TASK DETAILS ▸ Write the next part of the post on impaired glucose tolerance, picking up right after its last sentence.

Thursday, May 11, 2017

Impaired glucose tolerance

Normal glucose tolerance is when a person’s blood glucose stays in the normal range all the time. Impaired glucose tolerance (IGT) is a pre-diabetic state of hyperglycemia that is associated with insulin resistance and increased risk of cardiovascular pathology.

Impaired glucose tolerance may precede type 2 diabetes mellitus by many years. In normal man a standard glucose load of 75 g in 200 ml of water raises plasma glucose to levels not exceeding 8 mmol/L 2 hours after the load. If the 2 hours venous plasma concentration is greater than 8 mmol/L but below 11 mmol/L the diagnosis is impaired glucose tolerance.

If the cells in the pancreas that make insulin are slowly destroyed by either a condition such as pancreatitis or by deposits of amyloid building up inside of the cells, then the person will begin to develop impaired glucose tolerance.

THE DATA ▸
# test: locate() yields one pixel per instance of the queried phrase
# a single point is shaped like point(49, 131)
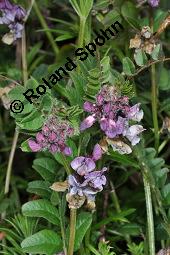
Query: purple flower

RESPONSE FOR THIS EXERCISE ▸
If the destruction of the insulin cells goes on long enough, the person will move from impaired glucose tolerance to diabetes.

Individuals with impaired glucose tolerance fasting glycemia usually have no symptoms. Therefore, a large number of people are still unaware of prediabetes condition which increases the risk for diabetes.

Patient with impaired glucose tolerance can reduce their risk of developing type 2 diabetes mellitus by 58% with a conscientious lifestyle modification program consisting of diet, exercise and weight loss.